# PROBLEMS TO WORK ON
a: Answer these from the news report on the Ethiopian Airlines crash, one line each:
(i) How many people perished in the crash?
(ii) How many Canadians were killed?
(iii) Where does Manant Vaidya plan to fly on Saturday, and where will he go from there?
b: From the news report on the Ethiopian Airlines crash, list every member of the Dixit-Vaidya family who was killed, with the age given for each.
c: Go on with the news report on the Ethiopian Airlines crash from its last sentence.

++++ SUPPLIED TEXT

A photograph shows three generations of a family in Toronto suburb of Brampton, Ontario, on Wednesday. Reuters
TORONTO: Three generations of a Canadian family were among the 157 people who perished when Ethiopian Airlines Flight ET 302 crashed on Sunday, a relative confirmed on Wednesday.
They were on their way to a Kenya vacation when the plane crashed minutes after takeoff from Addis Ababa, killing passengers and crew from more than 30 countries.
Prerit Dixit, 43, and Kosha Vaidya, 37, their daughters and Ashka Dixit, 14, and Anushka Dixit, 13, and Vaidya’s parents Pannagesh Vaidya, 73, and Hansini Vaidya, 67, were among the 18 Canadians killed. They lived in Brampton, a Toronto suburb.
“This is terrible and tragic,” Manant Vaidya, brother of Kosha Vaidya, said. “It feels as if my whole support system has disappeared. I have no idea how we will cope up with this tragedy.”
The Dixit-Vaidya family was flying to Kenya so that Kosha Vaidya could show her Canadian-born daughters the country of her birth, Manant Vaidya said, adding his parents were returning there for the first time in more than 50 years.
Manant Vaidya works for the Reuters parent company Thomson Reuters. He plans to fly to Ethiopia on Saturday and from there to Mumbai for the final rituals of the deceased.
Dixit worked at medical-testing company LifeLabs as a lab technician and as a lab professional for Public Health Ontario. In email statements, both remembered his helpful and pleasant demeanor, his sense of humour and his dedication to family.

++++++++
++++ GIVEN DATA

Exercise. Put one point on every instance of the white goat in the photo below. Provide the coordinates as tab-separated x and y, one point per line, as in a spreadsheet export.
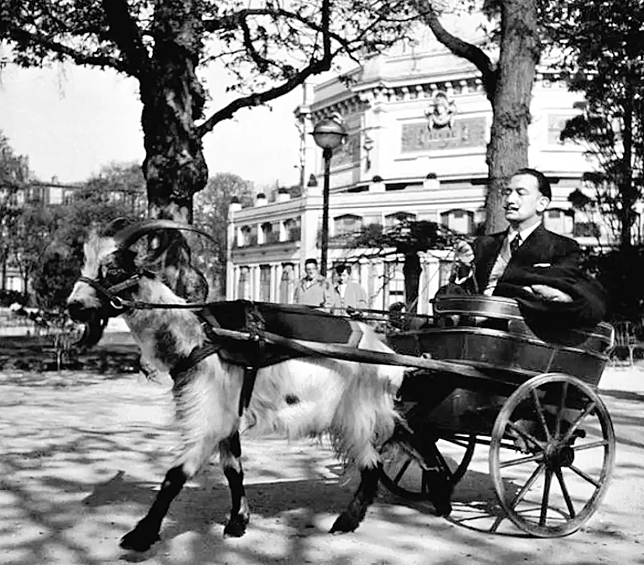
351	401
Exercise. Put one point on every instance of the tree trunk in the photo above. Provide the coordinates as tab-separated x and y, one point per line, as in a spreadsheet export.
173	99
626	181
508	147
412	271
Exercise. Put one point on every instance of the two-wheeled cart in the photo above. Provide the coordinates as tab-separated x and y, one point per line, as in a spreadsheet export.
478	374
528	393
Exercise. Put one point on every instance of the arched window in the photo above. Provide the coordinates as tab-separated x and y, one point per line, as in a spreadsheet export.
460	221
265	283
398	217
266	233
559	221
243	285
244	236
292	230
287	283
348	223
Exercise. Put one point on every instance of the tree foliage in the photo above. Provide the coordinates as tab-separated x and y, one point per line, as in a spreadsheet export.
266	48
14	174
211	214
609	72
59	253
507	76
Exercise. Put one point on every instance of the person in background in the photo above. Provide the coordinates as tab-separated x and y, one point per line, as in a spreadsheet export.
348	295
313	289
539	268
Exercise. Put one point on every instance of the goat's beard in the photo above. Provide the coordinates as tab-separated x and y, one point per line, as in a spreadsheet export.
93	331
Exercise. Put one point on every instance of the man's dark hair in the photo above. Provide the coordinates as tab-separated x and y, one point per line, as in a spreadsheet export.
542	182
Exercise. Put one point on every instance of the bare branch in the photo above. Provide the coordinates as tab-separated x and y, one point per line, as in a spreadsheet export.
22	36
259	98
472	53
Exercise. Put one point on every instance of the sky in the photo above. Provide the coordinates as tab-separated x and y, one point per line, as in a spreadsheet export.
70	121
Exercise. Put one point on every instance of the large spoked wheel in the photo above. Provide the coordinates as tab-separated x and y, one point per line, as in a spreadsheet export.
406	472
561	456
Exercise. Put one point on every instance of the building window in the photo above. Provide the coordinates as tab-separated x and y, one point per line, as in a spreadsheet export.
394	284
558	221
265	283
266	231
292	230
347	224
586	229
398	217
243	286
459	221
287	283
244	236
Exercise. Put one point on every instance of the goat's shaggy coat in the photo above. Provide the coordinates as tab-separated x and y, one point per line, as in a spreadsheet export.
353	402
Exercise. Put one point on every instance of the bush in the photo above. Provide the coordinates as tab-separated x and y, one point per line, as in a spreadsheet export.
619	272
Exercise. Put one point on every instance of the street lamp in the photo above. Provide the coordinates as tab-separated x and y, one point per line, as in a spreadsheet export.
329	134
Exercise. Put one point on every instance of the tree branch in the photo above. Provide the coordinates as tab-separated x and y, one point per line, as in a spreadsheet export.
25	37
460	48
127	36
315	66
259	98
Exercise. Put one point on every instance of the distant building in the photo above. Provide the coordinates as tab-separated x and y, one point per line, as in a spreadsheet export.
418	126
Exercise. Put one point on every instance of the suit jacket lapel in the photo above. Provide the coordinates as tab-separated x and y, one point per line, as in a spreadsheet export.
488	253
533	250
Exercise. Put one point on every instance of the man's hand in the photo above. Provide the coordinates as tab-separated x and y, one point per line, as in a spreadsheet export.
463	253
548	293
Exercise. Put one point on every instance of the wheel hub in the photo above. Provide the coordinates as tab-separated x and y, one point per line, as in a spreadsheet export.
557	456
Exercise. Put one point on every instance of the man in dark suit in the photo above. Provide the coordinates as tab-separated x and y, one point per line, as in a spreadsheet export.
539	268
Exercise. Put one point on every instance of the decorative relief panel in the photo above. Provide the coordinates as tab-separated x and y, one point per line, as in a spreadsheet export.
464	133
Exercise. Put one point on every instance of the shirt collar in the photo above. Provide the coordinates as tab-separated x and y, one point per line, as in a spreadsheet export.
512	233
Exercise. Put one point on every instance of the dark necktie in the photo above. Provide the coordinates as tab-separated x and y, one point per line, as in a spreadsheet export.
515	243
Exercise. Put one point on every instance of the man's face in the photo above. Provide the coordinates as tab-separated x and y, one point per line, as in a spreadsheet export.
311	270
523	202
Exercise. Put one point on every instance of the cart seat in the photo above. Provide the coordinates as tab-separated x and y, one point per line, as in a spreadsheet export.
490	333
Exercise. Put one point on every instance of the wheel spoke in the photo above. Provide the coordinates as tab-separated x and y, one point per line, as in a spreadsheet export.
535	475
578	421
585	476
539	409
562	405
525	435
590	445
521	461
564	491
402	471
545	498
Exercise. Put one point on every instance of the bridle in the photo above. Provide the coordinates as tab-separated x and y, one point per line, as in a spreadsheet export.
112	292
120	304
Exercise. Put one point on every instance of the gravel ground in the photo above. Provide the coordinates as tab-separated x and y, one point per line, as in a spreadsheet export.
82	457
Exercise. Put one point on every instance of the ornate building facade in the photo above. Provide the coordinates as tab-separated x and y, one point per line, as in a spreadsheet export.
418	126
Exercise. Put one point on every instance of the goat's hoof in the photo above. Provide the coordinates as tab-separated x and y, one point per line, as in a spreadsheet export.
344	523
141	538
443	509
236	527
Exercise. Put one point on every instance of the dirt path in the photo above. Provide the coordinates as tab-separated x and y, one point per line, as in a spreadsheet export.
82	455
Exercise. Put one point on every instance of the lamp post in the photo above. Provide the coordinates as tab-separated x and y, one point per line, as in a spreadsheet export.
329	135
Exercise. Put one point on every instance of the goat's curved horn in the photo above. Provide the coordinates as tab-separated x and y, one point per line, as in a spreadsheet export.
131	234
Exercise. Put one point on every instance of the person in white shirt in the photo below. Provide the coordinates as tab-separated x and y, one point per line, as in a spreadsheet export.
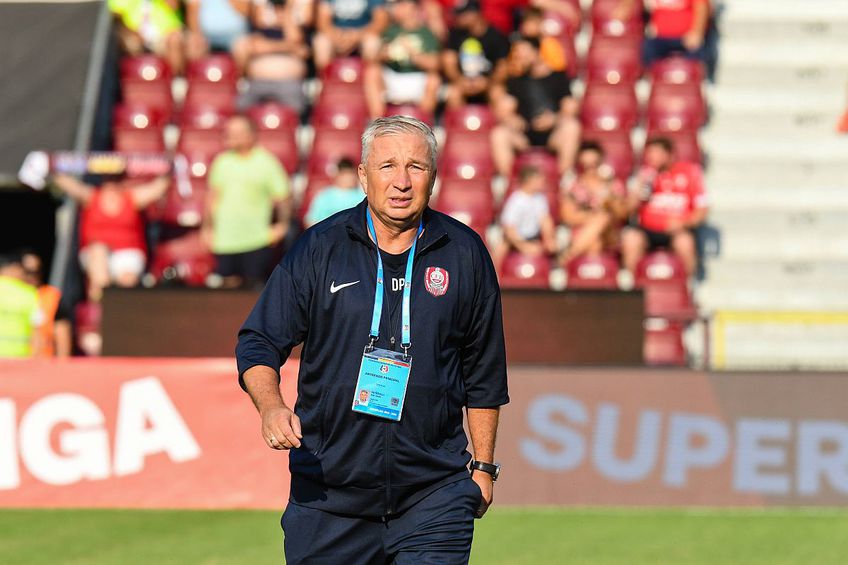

++++++++

# ANSWERS FOR THE TASKS
a:
(i) 157
(ii) 18
(iii) To Ethiopia, and from there to Mumbai

b:
- Prerit Dixit, 43
- Kosha Vaidya, 37
- Ashka Dixit, 14
- Anushka Dixit, 13
- Pannagesh Vaidya, 73
- Hansini Vaidya, 67

c:
Kosha Vaidya had been a human resources adviser for the Canadian Hearing Society since 2017, the organisation said in a website statement, adding she would be “remembered for her intelligence, professionalism and dynamic personality.” Investigators in France took possession of the crashed Ethiopian Airlines jet’s black boxes on Thursday, seeking clues into a disaster that has grounded Boeing’s global 737 MAX fleet and left scores of families mourning and angry.
Relatives of the dead stormed out of a meeting with Ethiopian Airlines on Thursday, decrying a lack of transparency, while others made the painful trip to the crash scene.
“I can’t find you! Where are you?” said one Ethiopian woman, draped in traditional white mourning shawl, as she held a framed portrait of her brother in the charred and debris-strewn field.